[Items from a dataset]
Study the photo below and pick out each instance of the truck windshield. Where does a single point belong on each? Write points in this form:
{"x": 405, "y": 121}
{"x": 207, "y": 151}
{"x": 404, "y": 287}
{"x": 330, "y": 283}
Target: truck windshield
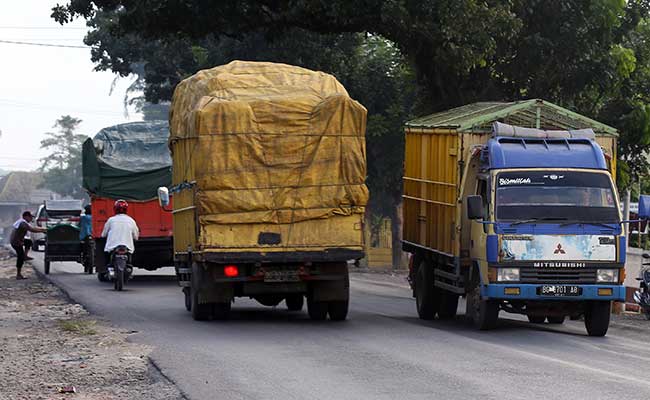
{"x": 553, "y": 195}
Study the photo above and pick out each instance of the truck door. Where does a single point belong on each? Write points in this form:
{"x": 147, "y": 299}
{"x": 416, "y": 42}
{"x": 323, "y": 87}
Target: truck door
{"x": 479, "y": 230}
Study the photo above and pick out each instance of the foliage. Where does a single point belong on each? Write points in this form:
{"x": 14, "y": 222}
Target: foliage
{"x": 62, "y": 167}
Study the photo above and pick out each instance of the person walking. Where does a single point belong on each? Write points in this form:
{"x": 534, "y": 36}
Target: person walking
{"x": 17, "y": 239}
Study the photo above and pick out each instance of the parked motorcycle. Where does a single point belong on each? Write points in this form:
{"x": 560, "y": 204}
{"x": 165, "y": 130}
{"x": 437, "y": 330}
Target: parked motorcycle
{"x": 120, "y": 269}
{"x": 642, "y": 296}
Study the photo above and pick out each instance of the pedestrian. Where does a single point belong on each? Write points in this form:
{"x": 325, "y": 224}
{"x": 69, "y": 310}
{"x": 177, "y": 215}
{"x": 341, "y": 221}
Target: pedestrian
{"x": 17, "y": 239}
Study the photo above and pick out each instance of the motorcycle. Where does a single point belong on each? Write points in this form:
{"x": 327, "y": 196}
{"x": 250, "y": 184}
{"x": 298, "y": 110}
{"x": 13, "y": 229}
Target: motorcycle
{"x": 642, "y": 296}
{"x": 120, "y": 269}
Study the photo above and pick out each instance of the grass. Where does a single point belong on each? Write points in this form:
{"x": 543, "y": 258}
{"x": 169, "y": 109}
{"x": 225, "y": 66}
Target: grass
{"x": 78, "y": 326}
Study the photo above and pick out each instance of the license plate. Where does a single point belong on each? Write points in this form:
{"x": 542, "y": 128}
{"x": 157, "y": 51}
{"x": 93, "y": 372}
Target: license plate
{"x": 281, "y": 276}
{"x": 559, "y": 290}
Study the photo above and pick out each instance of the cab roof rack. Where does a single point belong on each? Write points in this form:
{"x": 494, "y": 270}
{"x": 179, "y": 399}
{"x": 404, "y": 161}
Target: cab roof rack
{"x": 499, "y": 129}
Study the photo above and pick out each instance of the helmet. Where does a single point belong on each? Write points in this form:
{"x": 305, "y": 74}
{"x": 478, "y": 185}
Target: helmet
{"x": 120, "y": 206}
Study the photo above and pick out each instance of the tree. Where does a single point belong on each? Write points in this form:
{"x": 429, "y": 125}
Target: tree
{"x": 62, "y": 167}
{"x": 590, "y": 56}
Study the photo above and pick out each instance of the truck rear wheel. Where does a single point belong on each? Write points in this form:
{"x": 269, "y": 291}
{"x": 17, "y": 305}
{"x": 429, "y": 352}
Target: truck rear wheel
{"x": 338, "y": 310}
{"x": 102, "y": 276}
{"x": 188, "y": 298}
{"x": 295, "y": 302}
{"x": 200, "y": 311}
{"x": 426, "y": 294}
{"x": 221, "y": 311}
{"x": 597, "y": 317}
{"x": 536, "y": 319}
{"x": 448, "y": 305}
{"x": 317, "y": 310}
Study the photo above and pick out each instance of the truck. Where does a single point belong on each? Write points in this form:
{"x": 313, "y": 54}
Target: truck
{"x": 130, "y": 161}
{"x": 269, "y": 188}
{"x": 513, "y": 205}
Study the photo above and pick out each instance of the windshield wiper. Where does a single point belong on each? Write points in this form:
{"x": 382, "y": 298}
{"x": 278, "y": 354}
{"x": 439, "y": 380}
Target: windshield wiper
{"x": 603, "y": 224}
{"x": 527, "y": 221}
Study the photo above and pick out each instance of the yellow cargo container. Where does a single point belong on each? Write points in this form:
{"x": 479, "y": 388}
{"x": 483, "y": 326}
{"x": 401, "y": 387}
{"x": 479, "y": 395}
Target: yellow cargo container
{"x": 438, "y": 148}
{"x": 514, "y": 206}
{"x": 269, "y": 166}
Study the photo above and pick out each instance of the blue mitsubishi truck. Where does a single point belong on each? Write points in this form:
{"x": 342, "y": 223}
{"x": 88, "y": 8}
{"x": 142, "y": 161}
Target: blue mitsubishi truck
{"x": 518, "y": 220}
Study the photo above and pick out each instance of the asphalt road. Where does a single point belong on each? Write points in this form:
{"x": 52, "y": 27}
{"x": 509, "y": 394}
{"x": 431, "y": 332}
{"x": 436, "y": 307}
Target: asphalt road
{"x": 382, "y": 352}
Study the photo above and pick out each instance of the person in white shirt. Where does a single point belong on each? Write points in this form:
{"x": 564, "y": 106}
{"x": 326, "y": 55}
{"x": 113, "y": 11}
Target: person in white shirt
{"x": 120, "y": 229}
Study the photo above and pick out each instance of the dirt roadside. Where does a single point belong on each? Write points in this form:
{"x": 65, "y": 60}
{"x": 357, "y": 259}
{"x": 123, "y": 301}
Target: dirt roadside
{"x": 48, "y": 344}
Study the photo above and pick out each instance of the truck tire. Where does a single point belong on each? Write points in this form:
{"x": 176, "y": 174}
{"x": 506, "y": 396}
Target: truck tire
{"x": 295, "y": 302}
{"x": 221, "y": 311}
{"x": 338, "y": 310}
{"x": 426, "y": 294}
{"x": 317, "y": 310}
{"x": 200, "y": 311}
{"x": 119, "y": 279}
{"x": 555, "y": 319}
{"x": 188, "y": 298}
{"x": 448, "y": 305}
{"x": 536, "y": 319}
{"x": 484, "y": 313}
{"x": 597, "y": 315}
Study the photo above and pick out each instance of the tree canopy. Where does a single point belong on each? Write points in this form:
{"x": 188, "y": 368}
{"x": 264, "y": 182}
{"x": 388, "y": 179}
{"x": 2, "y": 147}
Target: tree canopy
{"x": 62, "y": 167}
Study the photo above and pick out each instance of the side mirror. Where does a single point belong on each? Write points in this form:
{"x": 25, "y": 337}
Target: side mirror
{"x": 475, "y": 207}
{"x": 644, "y": 206}
{"x": 163, "y": 196}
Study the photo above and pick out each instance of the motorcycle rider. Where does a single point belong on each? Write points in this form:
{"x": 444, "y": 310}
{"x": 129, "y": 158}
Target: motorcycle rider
{"x": 120, "y": 229}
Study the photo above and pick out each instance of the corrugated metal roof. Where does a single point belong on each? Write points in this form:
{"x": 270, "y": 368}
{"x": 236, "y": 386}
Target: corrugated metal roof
{"x": 534, "y": 113}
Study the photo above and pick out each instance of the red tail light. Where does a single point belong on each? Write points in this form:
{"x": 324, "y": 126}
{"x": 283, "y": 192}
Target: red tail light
{"x": 230, "y": 271}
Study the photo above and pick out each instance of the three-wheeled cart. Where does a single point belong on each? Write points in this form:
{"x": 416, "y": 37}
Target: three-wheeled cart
{"x": 62, "y": 238}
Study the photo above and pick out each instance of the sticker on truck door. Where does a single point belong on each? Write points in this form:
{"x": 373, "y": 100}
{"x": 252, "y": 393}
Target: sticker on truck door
{"x": 558, "y": 247}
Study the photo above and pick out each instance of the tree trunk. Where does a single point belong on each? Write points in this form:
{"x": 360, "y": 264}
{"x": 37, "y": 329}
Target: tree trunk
{"x": 626, "y": 215}
{"x": 396, "y": 235}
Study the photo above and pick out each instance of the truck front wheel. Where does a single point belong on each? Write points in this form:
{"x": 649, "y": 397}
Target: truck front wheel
{"x": 426, "y": 294}
{"x": 484, "y": 313}
{"x": 597, "y": 317}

[What to work on]: Transcribe all the entries precisely. Do not include any picture.

[Output for this task]:
Study the photo below and pick out each instance of the truck windshield. Where does a single point belong on each? Write points in this form:
{"x": 405, "y": 121}
{"x": 207, "y": 151}
{"x": 404, "y": 287}
{"x": 330, "y": 283}
Target: truck windshield
{"x": 553, "y": 195}
Study the photo above and pick out each instance of the truck door. Where does a single point belong on each? Write points in this form:
{"x": 147, "y": 299}
{"x": 416, "y": 42}
{"x": 323, "y": 87}
Target: truck door
{"x": 479, "y": 230}
Study the photo above and pick out each instance of the foliage. Where does a single point belong on each? Write points in this form:
{"x": 14, "y": 222}
Target: foliage
{"x": 62, "y": 167}
Study the photo above and pick out each instance of the person walking. Where does a single point belong on each? Write points in this form:
{"x": 534, "y": 36}
Target: person walking
{"x": 17, "y": 239}
Study the photo above and pick out each instance of the parked motorcycle. Where does a single point belong on each? Write points in this form:
{"x": 560, "y": 204}
{"x": 165, "y": 130}
{"x": 437, "y": 330}
Target: parked motorcycle
{"x": 120, "y": 269}
{"x": 642, "y": 296}
Study the photo above and pick out each instance of the pedestrian. Where does a single point belong on each? Write points in this form:
{"x": 325, "y": 224}
{"x": 69, "y": 310}
{"x": 177, "y": 215}
{"x": 341, "y": 221}
Target: pedestrian
{"x": 17, "y": 239}
Study the photo above and pick out each instance of the motorcycle. Where does a single point belong on each? Write points in this form:
{"x": 327, "y": 196}
{"x": 250, "y": 184}
{"x": 298, "y": 110}
{"x": 13, "y": 229}
Target: motorcycle
{"x": 642, "y": 296}
{"x": 120, "y": 269}
Study the photo above and pick out each instance of the grass. Where does a single point belong on each? Write points in this form:
{"x": 543, "y": 258}
{"x": 169, "y": 109}
{"x": 225, "y": 66}
Target: grass
{"x": 78, "y": 326}
Study the photo above and pick out each instance of the license plate. Where does a single point belong on each? Write points in this form:
{"x": 542, "y": 128}
{"x": 157, "y": 51}
{"x": 93, "y": 372}
Target: license plate
{"x": 281, "y": 276}
{"x": 559, "y": 290}
Study the photo above and pick out each instance of the cab roof rack. Where does a single point belong on each? Write points in this form:
{"x": 494, "y": 270}
{"x": 179, "y": 399}
{"x": 404, "y": 161}
Target: cab roof rack
{"x": 499, "y": 129}
Study the photo above and pick out each instance of the helmet. Where does a single point belong on each? Write points in this form:
{"x": 305, "y": 74}
{"x": 478, "y": 185}
Target: helmet
{"x": 120, "y": 206}
Study the photo above and pick out each instance of the tree. Where does a single point belong on each? Write points in this form:
{"x": 429, "y": 125}
Target: tree
{"x": 62, "y": 167}
{"x": 590, "y": 56}
Study the photo above and pick out each instance of the truck rear wheel. Where does a single point belong on each? Write points in this form:
{"x": 269, "y": 291}
{"x": 17, "y": 305}
{"x": 429, "y": 352}
Target: truck rear wheel
{"x": 338, "y": 310}
{"x": 102, "y": 276}
{"x": 188, "y": 298}
{"x": 295, "y": 302}
{"x": 200, "y": 311}
{"x": 426, "y": 294}
{"x": 221, "y": 311}
{"x": 597, "y": 317}
{"x": 536, "y": 319}
{"x": 448, "y": 305}
{"x": 317, "y": 310}
Study the photo above and pick out each instance of the truck. Where does a single point belong on each? Write points in this form:
{"x": 313, "y": 54}
Target: truck
{"x": 130, "y": 161}
{"x": 269, "y": 188}
{"x": 513, "y": 205}
Study the photo above and pick out each instance of the windshield wiper. Where does a single point belong on each? Write points in this form:
{"x": 382, "y": 298}
{"x": 278, "y": 354}
{"x": 439, "y": 380}
Target: windshield wiper
{"x": 603, "y": 224}
{"x": 527, "y": 221}
Study the photo above and pick out each instance of the yellow cargo container. Where does a single point belong on each? Write points in this form:
{"x": 479, "y": 388}
{"x": 483, "y": 326}
{"x": 401, "y": 387}
{"x": 479, "y": 395}
Target: yellow cargo container
{"x": 438, "y": 148}
{"x": 514, "y": 206}
{"x": 269, "y": 166}
Study the photo above and pick out each instance of the blue mitsubishi truck. Where does a single point belong on each? Write points in this form:
{"x": 342, "y": 223}
{"x": 88, "y": 8}
{"x": 142, "y": 161}
Target: blue mitsubishi truck
{"x": 518, "y": 220}
Study the photo above and pick out each instance of the asphalt road. Where does a single point belong on each? Write points in this form:
{"x": 52, "y": 27}
{"x": 509, "y": 394}
{"x": 431, "y": 332}
{"x": 436, "y": 307}
Target: asphalt road
{"x": 382, "y": 352}
Study the photo above and pick out each instance of the person in white shirt. Where does a single point belong on each? Write points in this form:
{"x": 564, "y": 106}
{"x": 326, "y": 55}
{"x": 113, "y": 11}
Target: person in white shirt
{"x": 120, "y": 229}
Study the photo above and pick out each instance of the dirt roadside. Where does a single point belong on each? Write points in this form:
{"x": 65, "y": 60}
{"x": 357, "y": 259}
{"x": 123, "y": 301}
Target: dirt roadside
{"x": 48, "y": 344}
Study the photo above and pick out each instance of the truck tire. Where does a single point belong on each? Write points in this form:
{"x": 176, "y": 174}
{"x": 506, "y": 396}
Target: truck tire
{"x": 295, "y": 302}
{"x": 221, "y": 311}
{"x": 338, "y": 310}
{"x": 426, "y": 294}
{"x": 317, "y": 310}
{"x": 200, "y": 311}
{"x": 119, "y": 279}
{"x": 555, "y": 319}
{"x": 188, "y": 298}
{"x": 448, "y": 305}
{"x": 536, "y": 319}
{"x": 484, "y": 313}
{"x": 597, "y": 315}
Study the photo above and pick out each instance of the tree canopy. Where does a single point belong on each? Write points in this form:
{"x": 188, "y": 368}
{"x": 264, "y": 182}
{"x": 388, "y": 179}
{"x": 2, "y": 147}
Target: tree canopy
{"x": 62, "y": 167}
Study the photo above and pick out each instance of the side mirror. Where does a single point belong on each? Write points in this form:
{"x": 25, "y": 337}
Target: side mirror
{"x": 475, "y": 207}
{"x": 644, "y": 206}
{"x": 163, "y": 196}
Study the photo above and pick out each instance of the motorcycle rider. Where does a single point belong on each? Write points in this form:
{"x": 444, "y": 310}
{"x": 129, "y": 158}
Target: motorcycle rider
{"x": 120, "y": 229}
Study the photo above and pick out each instance of the corrugated metal roof. Where does a single point belong on each? Write points in this form:
{"x": 270, "y": 368}
{"x": 236, "y": 386}
Target: corrugated metal roof
{"x": 534, "y": 113}
Study the photo above and pick out each instance of the red tail light. Where does a single point belong on each? Write points in this form:
{"x": 324, "y": 126}
{"x": 283, "y": 192}
Target: red tail light
{"x": 230, "y": 271}
Study the photo above and pick out each instance of the three-wheeled cart. Where does a single point belong on each? Write points in this form:
{"x": 416, "y": 37}
Target: three-wheeled cart
{"x": 62, "y": 238}
Study the photo above and pick out each instance of the sticker on truck door. Where does a single point belong on each? Write points in this form:
{"x": 373, "y": 100}
{"x": 252, "y": 393}
Target: sticker on truck door
{"x": 558, "y": 247}
Study the photo above and pick out each instance of the tree trunk. Where does a single point belong on each? Write points in this form:
{"x": 360, "y": 264}
{"x": 37, "y": 329}
Target: tree trunk
{"x": 626, "y": 215}
{"x": 396, "y": 235}
Study the photo above and pick out each instance of the truck front wheel. Where does a single point belong on each? Write points in this form:
{"x": 649, "y": 397}
Target: truck front wheel
{"x": 426, "y": 294}
{"x": 484, "y": 313}
{"x": 597, "y": 317}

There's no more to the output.